* _SELECTED EXCERPT_
>> Begin

CORRESPONDING AUTHOR: Jonathan J. Gourley, National Weather Center, 120 David L. Boren Blvd., Norman, OK 73072, E-mail: jj.gourley@noaa.gov

Abstract

In meteorological investigations, the reference variable or “ground truth” typically comes from an instrument. This study uses human observations of surface precipitation types to evaluate the same variables that are estimated from an automated algorithm. The NOAA/National Severe Storms Laboratory’s Multi-Radar Multi-Sensor (MRMS) system relies primarily on observations from the Next Generation Radar (NEXRAD) network and model analyses from the Earth System Research Laboratory’s Rapid Refresh (RAP) system. Each hour, MRMS yields quantitative precipitation estimates and surface precipitation types as rain or snow. To date, the surface precipitation type product has received little attention beyond case studies. This study uses precipitation type reports collected by citizen scientists who have contributed observations to the meteorological Phenomena Identification Near the Ground (mPING) project. Citizen scientist reports of rain and snow during the winter season from 19 December 2012 to 30 April 2013 across the United States are compared to the MRMS precipitation type products. Results show that while the mPING reports have a limited spatial distribution (they are concentrated in urban areas), they yield similar critical success indexes of MRMS precipitation types in different cities. The remaining disagreement is attributed to an MRMS algorithmic deficiency of yielding too much rain, as opposed to biases in the mPING reports. The study also shows reduced detectability of snow compared to rain, which is attributed to lack of sensitivity at S band and the shallow nature of winter storms. Some suggestions are provided for improving the MRMS precipitation type algorithm based on these findings.

CORRESPONDING AUTHOR: Jonathan J. Gourley, National Weather Center, 120 David L. Boren Blvd., Norman, OK 73072, E-mail: jj.gourley@noaa.gov

The Multi-Radar Multi-Sensor (MRMS) system uses data from the Next Generation Radar net-work (NEXRAD) combined with model analyses from the Rapid Refresh (RAP) system to provide precipitation rate and type products on a grid with 1-km horizontal resolution every 2 min (Zhang et al. 2011). The model analysis fields were found to be useful for estimating precipitation type at the surface, which differs from the various Hydrometeor Classification Algorithms (HCA) designed to identify hydrometeors at the height of radar sampling (e.g., Park et al. 2008). These sampled hydrometeors undergo changes in terms of their sizes, shapes, orientation, and phase as they fall and reach the surface. During the cool-season months, these changes often occur below the height of radar sampling. As a result, the MRMS algorithm uses model surface analyses to aid in the decision tree logic. To date, there has not yet been a systematic evaluation of the MRMS surface precipitation type products beyond case studies. An opportunity exists to employ newly collected citizen-scientist (also referred to as “crowdsourced”) reports made possible through the meteorological Phenomena Indication Near the Ground (mPING) project to accomplish algorithm evaluations (Elmore et al. 2014).

>> End

* _GOAL 1_
Recast the listing, from its start through the line that contains "[(254, 530)]", as a two-column CSV headed wording and answer. Give one row per item, with the item's wording and the answer after it, each in a single quoted field and with any line breaks replaced by spaces.

* _PROVIDED DATA_
>> Begin

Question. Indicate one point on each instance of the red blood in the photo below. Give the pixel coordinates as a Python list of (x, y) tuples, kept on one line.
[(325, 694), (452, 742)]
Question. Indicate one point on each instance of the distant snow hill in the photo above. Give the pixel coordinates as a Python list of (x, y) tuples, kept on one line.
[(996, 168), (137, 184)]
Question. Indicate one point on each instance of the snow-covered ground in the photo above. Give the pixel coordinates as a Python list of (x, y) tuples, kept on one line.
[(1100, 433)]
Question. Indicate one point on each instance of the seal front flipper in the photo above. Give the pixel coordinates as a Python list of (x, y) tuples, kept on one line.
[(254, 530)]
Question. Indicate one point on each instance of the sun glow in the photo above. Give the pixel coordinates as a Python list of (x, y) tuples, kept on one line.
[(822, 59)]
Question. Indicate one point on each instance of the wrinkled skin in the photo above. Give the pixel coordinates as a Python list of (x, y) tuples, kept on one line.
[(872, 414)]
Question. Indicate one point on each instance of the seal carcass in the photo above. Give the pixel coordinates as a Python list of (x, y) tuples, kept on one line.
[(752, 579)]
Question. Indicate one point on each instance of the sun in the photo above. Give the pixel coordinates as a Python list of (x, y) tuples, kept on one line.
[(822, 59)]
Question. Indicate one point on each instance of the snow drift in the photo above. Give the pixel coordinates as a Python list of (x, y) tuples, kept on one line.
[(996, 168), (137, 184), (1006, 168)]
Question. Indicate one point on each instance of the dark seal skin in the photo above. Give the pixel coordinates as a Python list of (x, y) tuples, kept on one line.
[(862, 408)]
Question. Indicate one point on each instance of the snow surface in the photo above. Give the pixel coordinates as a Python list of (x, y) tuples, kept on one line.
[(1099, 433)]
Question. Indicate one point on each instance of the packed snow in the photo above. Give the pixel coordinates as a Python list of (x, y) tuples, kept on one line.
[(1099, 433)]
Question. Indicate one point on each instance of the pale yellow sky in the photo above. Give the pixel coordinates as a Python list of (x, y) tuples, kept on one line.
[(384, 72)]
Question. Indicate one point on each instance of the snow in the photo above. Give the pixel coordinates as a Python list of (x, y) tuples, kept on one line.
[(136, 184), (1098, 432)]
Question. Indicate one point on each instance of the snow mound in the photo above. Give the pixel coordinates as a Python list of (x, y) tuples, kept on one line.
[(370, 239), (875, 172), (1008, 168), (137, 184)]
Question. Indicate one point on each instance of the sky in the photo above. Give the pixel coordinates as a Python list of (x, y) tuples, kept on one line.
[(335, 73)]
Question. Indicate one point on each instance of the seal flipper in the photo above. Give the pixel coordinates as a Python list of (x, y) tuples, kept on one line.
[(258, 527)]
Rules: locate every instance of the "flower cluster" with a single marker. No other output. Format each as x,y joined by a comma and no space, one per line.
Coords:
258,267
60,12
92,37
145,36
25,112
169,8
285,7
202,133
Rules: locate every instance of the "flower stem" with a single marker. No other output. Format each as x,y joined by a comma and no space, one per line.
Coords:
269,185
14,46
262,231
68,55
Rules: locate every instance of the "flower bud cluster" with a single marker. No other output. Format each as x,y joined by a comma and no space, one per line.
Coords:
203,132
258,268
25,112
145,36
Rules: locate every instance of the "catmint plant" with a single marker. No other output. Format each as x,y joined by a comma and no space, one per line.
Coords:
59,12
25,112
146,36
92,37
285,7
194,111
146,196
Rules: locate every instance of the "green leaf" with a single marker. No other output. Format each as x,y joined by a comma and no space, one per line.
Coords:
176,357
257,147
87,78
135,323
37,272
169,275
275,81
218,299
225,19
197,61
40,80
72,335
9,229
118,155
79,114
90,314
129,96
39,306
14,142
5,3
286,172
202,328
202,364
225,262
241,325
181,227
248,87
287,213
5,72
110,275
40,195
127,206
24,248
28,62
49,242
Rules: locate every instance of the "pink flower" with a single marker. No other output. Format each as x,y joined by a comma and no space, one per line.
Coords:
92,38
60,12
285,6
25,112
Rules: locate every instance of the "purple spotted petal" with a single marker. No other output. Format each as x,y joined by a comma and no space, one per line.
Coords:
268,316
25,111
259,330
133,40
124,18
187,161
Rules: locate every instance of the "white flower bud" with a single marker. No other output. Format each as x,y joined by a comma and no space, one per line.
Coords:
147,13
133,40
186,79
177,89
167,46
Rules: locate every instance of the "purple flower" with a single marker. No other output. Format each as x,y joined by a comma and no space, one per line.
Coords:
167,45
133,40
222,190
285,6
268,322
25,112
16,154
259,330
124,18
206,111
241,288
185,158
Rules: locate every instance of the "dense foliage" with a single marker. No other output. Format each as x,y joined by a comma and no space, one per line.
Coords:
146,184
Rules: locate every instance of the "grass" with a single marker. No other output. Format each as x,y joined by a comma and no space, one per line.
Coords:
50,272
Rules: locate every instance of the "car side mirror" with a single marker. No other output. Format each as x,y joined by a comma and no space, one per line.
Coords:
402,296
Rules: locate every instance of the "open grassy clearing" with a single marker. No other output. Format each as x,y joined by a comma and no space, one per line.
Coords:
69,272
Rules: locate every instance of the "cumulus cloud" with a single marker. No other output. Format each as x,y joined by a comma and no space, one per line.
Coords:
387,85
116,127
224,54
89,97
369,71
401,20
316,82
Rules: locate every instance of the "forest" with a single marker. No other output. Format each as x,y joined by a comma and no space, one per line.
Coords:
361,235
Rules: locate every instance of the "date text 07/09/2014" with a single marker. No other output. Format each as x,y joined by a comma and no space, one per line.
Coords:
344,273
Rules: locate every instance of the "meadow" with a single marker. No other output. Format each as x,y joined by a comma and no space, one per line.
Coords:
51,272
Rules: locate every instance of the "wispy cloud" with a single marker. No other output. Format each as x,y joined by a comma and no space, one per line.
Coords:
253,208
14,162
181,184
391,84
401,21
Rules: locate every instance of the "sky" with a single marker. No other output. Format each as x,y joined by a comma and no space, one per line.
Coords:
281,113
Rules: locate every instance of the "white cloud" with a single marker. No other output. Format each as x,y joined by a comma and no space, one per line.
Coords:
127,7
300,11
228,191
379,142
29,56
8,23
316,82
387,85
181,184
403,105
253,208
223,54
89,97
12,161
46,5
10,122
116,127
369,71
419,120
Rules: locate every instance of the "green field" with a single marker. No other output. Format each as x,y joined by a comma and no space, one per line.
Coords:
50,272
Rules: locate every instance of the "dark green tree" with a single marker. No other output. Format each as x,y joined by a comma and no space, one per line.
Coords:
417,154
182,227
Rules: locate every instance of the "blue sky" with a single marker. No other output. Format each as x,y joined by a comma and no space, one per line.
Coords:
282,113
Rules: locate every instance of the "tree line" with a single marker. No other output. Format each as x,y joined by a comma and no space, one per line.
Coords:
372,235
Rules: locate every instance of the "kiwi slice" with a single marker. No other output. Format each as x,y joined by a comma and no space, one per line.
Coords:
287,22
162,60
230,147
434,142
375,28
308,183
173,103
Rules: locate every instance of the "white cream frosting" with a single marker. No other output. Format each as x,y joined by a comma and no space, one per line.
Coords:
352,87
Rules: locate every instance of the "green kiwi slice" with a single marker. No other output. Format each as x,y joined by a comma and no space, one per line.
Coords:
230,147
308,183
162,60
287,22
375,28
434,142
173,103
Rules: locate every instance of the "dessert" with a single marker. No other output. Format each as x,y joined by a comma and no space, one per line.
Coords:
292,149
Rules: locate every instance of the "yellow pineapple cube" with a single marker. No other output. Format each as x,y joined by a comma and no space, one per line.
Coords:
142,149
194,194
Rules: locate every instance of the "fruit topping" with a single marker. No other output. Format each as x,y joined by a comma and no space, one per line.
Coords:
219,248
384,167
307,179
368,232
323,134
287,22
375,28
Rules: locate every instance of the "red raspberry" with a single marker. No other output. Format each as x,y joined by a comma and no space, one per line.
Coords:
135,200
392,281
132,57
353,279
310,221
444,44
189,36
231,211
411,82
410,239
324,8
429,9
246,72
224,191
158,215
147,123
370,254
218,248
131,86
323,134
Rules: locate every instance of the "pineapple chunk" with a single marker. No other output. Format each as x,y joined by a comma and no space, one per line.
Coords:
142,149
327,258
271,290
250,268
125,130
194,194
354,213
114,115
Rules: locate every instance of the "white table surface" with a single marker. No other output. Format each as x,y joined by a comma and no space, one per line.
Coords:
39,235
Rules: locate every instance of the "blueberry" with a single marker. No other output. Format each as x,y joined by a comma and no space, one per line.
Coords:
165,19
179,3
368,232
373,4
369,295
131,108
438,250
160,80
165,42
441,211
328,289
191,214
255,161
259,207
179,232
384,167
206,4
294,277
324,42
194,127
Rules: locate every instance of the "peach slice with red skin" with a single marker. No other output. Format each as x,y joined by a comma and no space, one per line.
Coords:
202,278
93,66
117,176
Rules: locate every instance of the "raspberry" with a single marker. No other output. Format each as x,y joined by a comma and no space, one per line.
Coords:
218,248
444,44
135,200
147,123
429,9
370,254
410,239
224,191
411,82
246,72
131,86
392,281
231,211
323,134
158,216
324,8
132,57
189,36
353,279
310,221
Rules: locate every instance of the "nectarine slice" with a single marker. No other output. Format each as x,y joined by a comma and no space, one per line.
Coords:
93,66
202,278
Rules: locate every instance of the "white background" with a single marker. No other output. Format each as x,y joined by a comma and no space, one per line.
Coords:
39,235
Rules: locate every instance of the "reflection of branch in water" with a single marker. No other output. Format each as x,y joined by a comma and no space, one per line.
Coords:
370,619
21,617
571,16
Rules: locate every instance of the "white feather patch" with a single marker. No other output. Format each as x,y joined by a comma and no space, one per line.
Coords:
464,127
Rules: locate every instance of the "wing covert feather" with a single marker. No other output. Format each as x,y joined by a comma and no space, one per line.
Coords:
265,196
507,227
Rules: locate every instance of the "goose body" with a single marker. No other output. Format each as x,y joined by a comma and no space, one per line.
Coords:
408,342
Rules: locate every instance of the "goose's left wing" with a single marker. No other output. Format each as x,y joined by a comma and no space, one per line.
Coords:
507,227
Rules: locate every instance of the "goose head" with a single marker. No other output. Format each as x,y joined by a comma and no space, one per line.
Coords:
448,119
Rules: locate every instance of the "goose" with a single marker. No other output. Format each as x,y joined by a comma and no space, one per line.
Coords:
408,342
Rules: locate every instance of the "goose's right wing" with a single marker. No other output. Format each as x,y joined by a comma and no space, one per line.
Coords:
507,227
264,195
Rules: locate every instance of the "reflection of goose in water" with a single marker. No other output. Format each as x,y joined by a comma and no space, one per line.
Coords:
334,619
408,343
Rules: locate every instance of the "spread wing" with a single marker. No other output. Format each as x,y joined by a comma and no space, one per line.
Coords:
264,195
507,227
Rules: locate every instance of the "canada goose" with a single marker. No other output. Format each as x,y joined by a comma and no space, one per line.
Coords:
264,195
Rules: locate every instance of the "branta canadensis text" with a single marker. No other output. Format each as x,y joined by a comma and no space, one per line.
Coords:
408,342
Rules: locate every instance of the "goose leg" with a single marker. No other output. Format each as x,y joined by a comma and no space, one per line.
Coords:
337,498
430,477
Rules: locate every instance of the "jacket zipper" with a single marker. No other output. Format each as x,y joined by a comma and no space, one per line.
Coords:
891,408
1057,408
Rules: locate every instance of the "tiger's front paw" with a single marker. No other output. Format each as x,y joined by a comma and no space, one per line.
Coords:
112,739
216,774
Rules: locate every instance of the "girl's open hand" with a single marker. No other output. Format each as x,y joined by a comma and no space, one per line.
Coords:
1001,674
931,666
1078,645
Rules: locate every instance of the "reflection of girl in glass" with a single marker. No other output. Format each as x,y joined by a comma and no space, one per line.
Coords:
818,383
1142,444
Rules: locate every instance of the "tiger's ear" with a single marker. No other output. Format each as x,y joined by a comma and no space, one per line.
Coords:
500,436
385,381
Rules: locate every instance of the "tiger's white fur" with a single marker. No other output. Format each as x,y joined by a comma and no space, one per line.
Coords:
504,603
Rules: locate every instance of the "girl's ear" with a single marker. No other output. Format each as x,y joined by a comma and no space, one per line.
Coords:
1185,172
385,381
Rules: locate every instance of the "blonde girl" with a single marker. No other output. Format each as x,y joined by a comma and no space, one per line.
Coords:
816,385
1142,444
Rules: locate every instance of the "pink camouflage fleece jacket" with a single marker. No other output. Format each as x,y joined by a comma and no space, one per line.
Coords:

>> End

* _GOAL 2_
Continue the text on evaluating MRMS surface precipitation types with mPING reports from where it stops.

* _TASK ANSWER 1_
wording,answer
"Question. Indicate one point on each instance of the red blood in the photo below. Give the pixel coordinates as a Python list of (x, y) tuples, kept on one line.","[(325, 694), (452, 742)]"
"Question. Indicate one point on each instance of the distant snow hill in the photo above. Give the pixel coordinates as a Python list of (x, y) tuples, kept on one line.","[(996, 168), (137, 184)]"
"Question. Indicate one point on each instance of the snow-covered ground in the photo above. Give the pixel coordinates as a Python list of (x, y) tuples, kept on one line.","[(1100, 433)]"
"Question. Indicate one point on each instance of the seal front flipper in the photo above. Give the pixel coordinates as a Python list of (x, y) tuples, kept on one line.","[(254, 530)]"

* _TASK ANSWER 2_
Human weather observers have the ability to use multiple clues in order to make a decision about a given precipitation type. They typically begin with eyesight in order to assess the fall speed of the hydrometeor, its color, size, and shape. If uncertainty remains, then they may use other observations such as touch to determine its phase (liquid, frozen, or beginning to melt). Lastly, they can introduce ancillary observations such as local temperature or even perform additional experiments such as examining the particle with a magnifying glass to finalize their decision. Instruments do not have these adaptive capabilities and measure the variables according to their design. Discriminating precipitation types has its challenges and often requires multiple, expert observations. However, most people can readily distinguish more distinct precipitation types, such as rain from snow.

In this study, we provide the first systematic evaluation of rain and snow precipitation types estimated from the MRMS algorithm. This is of particular interest to satellite algorithm developers now that the recently launched Global Precipitation Mission (GPM; Hou et al. 2014) is measuring precipitation from space up to latitudes of 65°, and the MRMS product suite (including surface precipitation type) is the primary database for space-based algorithmic evaluations, development, and improvements (Kirstetter et al. 2012). Moreover, MRMS has recently been transitioned to operations at the National Centers for Environmental Prediction in the National Weather Service (NWS). We analyze the spatial distribution, density, and temporal variation of mPING reports and then compare them to MRMS precipitation type products during the cool season from 19 December 2012 through 31 April 2013.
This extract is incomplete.